*** Opening Source information ***
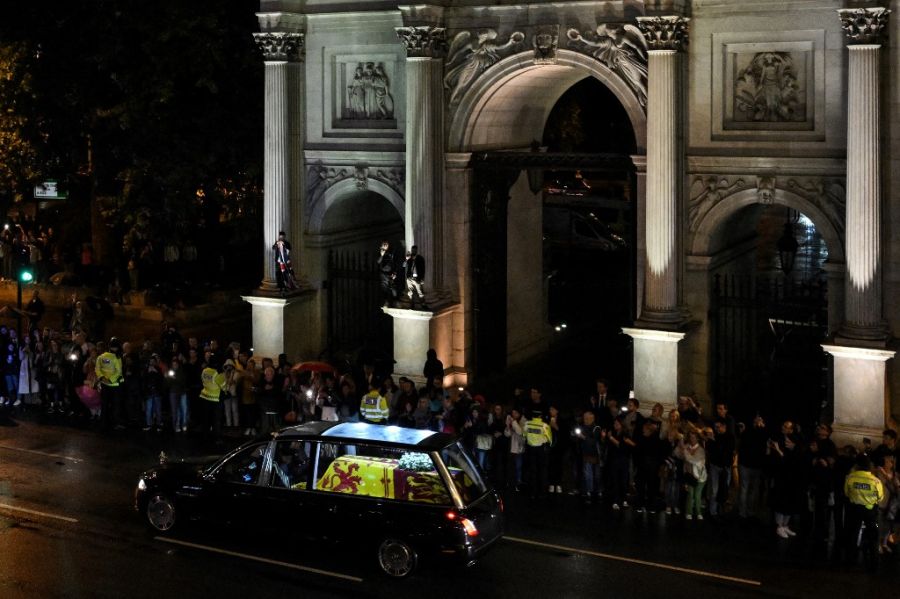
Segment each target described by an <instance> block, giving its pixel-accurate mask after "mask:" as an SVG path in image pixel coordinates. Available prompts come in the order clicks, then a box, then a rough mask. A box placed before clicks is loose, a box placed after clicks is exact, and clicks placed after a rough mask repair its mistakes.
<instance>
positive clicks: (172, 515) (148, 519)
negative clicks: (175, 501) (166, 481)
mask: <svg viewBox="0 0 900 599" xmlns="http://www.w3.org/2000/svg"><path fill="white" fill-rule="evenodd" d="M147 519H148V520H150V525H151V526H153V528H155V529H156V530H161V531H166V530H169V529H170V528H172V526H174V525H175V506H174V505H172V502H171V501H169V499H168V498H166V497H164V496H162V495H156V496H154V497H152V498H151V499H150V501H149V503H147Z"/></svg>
*** Closing Source information ***
*** Opening Source information ***
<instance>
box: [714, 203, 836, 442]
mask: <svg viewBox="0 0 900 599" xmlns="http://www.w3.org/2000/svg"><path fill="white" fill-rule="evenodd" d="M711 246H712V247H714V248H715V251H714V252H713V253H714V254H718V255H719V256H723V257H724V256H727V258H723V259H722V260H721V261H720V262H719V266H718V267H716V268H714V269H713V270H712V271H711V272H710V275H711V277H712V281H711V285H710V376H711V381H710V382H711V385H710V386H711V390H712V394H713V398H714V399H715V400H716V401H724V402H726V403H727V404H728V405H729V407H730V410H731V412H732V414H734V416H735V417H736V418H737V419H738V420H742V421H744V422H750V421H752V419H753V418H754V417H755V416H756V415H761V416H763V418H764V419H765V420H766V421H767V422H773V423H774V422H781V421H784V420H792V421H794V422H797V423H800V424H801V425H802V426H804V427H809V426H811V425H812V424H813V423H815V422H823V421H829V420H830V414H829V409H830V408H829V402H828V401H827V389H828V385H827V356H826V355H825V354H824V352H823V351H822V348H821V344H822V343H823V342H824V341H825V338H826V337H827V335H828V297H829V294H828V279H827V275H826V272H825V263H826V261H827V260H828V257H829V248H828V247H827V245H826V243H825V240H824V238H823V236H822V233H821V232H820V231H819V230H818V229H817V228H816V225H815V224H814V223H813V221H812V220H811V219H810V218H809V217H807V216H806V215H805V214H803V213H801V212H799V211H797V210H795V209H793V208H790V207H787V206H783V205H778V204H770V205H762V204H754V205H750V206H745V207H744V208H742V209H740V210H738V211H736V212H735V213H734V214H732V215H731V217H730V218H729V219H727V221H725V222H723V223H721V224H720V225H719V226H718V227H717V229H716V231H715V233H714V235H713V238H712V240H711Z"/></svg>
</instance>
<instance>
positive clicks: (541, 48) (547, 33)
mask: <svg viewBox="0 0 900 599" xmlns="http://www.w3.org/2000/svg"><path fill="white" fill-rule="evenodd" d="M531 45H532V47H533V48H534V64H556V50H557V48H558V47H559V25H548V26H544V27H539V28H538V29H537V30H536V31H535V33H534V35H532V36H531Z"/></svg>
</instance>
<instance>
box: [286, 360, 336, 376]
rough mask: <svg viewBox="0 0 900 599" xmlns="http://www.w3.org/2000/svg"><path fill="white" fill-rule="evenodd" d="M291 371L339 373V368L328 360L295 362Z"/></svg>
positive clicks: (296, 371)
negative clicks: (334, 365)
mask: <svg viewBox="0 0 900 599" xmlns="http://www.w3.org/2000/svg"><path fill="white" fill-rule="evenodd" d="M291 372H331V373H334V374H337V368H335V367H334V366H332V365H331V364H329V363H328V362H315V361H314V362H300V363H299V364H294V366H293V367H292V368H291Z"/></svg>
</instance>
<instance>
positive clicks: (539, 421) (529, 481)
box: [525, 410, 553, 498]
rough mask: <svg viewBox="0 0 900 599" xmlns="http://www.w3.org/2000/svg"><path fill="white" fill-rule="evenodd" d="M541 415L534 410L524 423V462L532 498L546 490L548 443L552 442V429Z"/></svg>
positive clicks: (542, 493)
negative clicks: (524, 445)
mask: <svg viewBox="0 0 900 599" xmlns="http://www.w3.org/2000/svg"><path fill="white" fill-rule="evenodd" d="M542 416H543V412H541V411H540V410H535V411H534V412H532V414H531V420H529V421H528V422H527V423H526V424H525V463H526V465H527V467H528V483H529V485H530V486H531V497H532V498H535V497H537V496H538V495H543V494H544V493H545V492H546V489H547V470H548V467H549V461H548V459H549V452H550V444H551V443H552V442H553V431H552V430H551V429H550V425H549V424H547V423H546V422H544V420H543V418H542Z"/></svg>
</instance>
*** Closing Source information ***
*** Opening Source information ***
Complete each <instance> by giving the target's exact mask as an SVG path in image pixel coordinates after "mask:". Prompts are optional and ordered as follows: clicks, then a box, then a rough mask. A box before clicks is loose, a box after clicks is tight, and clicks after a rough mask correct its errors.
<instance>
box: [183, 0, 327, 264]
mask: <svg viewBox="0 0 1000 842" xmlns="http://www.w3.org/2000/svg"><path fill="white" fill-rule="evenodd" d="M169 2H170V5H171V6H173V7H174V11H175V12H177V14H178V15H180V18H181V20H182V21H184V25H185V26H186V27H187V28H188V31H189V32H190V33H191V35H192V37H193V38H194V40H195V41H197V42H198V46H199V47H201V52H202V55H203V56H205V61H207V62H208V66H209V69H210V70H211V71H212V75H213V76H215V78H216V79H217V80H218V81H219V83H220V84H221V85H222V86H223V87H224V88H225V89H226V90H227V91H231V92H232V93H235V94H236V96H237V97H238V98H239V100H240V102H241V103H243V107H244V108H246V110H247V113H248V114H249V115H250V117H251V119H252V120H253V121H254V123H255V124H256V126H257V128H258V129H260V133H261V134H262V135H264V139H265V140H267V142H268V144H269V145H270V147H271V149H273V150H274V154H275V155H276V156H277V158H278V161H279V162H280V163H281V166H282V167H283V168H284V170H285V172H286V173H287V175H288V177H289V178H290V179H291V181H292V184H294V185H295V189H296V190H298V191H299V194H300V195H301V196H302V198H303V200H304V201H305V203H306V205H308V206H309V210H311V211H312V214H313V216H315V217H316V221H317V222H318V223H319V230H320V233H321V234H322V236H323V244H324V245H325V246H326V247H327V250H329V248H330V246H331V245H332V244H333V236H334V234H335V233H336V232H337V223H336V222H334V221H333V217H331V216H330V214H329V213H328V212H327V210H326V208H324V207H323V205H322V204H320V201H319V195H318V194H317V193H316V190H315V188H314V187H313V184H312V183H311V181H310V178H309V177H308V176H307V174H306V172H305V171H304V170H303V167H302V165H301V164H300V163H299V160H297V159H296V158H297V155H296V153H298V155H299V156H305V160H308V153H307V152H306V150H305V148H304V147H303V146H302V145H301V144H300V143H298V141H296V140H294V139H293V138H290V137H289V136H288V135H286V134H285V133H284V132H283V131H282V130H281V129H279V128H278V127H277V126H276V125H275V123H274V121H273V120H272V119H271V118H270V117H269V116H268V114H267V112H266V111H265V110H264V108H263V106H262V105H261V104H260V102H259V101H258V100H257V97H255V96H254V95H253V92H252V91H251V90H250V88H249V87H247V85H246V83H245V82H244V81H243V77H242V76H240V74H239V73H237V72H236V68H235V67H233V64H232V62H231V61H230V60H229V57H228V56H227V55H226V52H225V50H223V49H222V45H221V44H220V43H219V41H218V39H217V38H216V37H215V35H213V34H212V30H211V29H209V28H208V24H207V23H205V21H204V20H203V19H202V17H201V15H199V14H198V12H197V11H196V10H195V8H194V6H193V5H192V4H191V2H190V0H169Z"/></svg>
*** Closing Source information ***
_Required action_:
Every line of the listing that holds the word "then" should be counted. Please give that number only.

_Written solution_:
2